EXERCISE TASK
Rewrite the entries below, switching every "detection model" to "localization model" and leaving everything else unchanged.

A block of data:
--------------------------------------------------

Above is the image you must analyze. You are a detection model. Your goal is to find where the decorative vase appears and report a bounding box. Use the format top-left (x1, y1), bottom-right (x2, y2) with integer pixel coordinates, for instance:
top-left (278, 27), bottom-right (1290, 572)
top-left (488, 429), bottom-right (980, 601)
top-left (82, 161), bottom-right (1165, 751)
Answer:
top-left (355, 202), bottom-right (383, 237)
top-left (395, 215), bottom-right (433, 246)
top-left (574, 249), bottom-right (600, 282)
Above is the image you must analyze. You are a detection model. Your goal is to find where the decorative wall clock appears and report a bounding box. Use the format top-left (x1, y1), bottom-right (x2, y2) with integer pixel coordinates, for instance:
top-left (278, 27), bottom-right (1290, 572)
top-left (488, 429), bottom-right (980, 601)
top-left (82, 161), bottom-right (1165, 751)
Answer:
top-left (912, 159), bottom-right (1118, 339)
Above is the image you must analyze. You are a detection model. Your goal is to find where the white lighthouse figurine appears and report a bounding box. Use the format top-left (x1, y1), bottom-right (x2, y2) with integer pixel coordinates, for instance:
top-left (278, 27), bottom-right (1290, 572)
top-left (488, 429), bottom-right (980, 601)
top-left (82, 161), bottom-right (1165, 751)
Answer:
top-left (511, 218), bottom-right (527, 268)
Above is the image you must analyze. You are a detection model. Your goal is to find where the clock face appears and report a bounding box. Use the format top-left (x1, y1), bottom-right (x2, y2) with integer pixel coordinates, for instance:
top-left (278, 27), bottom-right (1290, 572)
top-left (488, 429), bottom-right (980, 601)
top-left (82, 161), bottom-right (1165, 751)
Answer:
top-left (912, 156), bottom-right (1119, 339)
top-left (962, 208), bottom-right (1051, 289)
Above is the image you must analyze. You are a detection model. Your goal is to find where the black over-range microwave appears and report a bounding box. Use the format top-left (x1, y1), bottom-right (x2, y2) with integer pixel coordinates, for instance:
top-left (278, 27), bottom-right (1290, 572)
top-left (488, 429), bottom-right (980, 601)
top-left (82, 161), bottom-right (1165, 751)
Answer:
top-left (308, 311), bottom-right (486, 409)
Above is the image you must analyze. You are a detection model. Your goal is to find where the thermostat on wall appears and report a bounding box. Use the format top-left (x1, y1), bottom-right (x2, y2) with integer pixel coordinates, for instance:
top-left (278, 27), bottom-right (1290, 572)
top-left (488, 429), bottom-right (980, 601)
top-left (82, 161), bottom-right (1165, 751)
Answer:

--------------------------------------------------

OUTPUT FOR THIS TASK
Above is the image you must analyze. You are a localization model. Your goal is to find where the decorative vase appears and report a bounding box. Use the format top-left (x1, y1), bottom-right (x2, y2) with integer pixel coordinates, for instance:
top-left (278, 27), bottom-right (1290, 572)
top-left (488, 429), bottom-right (980, 601)
top-left (82, 161), bottom-right (1165, 751)
Answer:
top-left (355, 202), bottom-right (383, 237)
top-left (395, 215), bottom-right (433, 246)
top-left (574, 249), bottom-right (600, 282)
Above is the image you must analyze. You are a localization model. Your goal is to find where the decorative wall clock appears and report a bounding box. Use the format top-left (x1, y1), bottom-right (x2, y2) with integer pixel coordinates, for instance:
top-left (278, 27), bottom-right (1290, 572)
top-left (488, 429), bottom-right (980, 601)
top-left (82, 161), bottom-right (1165, 751)
Answer:
top-left (912, 159), bottom-right (1118, 339)
Above is the image you must analyze. You are a localization model. Your goal is to find where the white lighthouse figurine appears and report a bounding box. Use the format top-left (x1, y1), bottom-right (x2, y2) with integer pixel coordinates, for instance:
top-left (278, 27), bottom-right (1290, 572)
top-left (488, 429), bottom-right (980, 601)
top-left (82, 161), bottom-right (1165, 751)
Answer:
top-left (511, 218), bottom-right (527, 268)
Above is the image you must analyze. You are a localization model. Your goal is to find where the clock face appears and report a bounding box. Use the format top-left (x1, y1), bottom-right (x2, y2) with integer pixel coordinates, for instance:
top-left (278, 27), bottom-right (1290, 572)
top-left (488, 429), bottom-right (980, 601)
top-left (82, 161), bottom-right (1165, 751)
Answer:
top-left (912, 156), bottom-right (1119, 339)
top-left (962, 208), bottom-right (1051, 289)
Above is the image you must analyze. You are a localization model. Your goal is to find where the black over-range microwave appears and report a bounding box. Use the format top-left (x1, y1), bottom-right (x2, y2) with integer pixel coordinates, for instance:
top-left (278, 27), bottom-right (1290, 572)
top-left (488, 429), bottom-right (980, 601)
top-left (82, 161), bottom-right (1165, 751)
Answer:
top-left (308, 311), bottom-right (486, 409)
Above is the image you must analyze. You are a localization model. Your goal is to find where the thermostat on wall appears and report a bounding box. Use the format top-left (x1, y1), bottom-right (x2, y2) with integer pixel coordinates, for instance:
top-left (278, 27), bottom-right (1290, 572)
top-left (488, 429), bottom-right (980, 601)
top-left (82, 161), bottom-right (1165, 751)
Answer:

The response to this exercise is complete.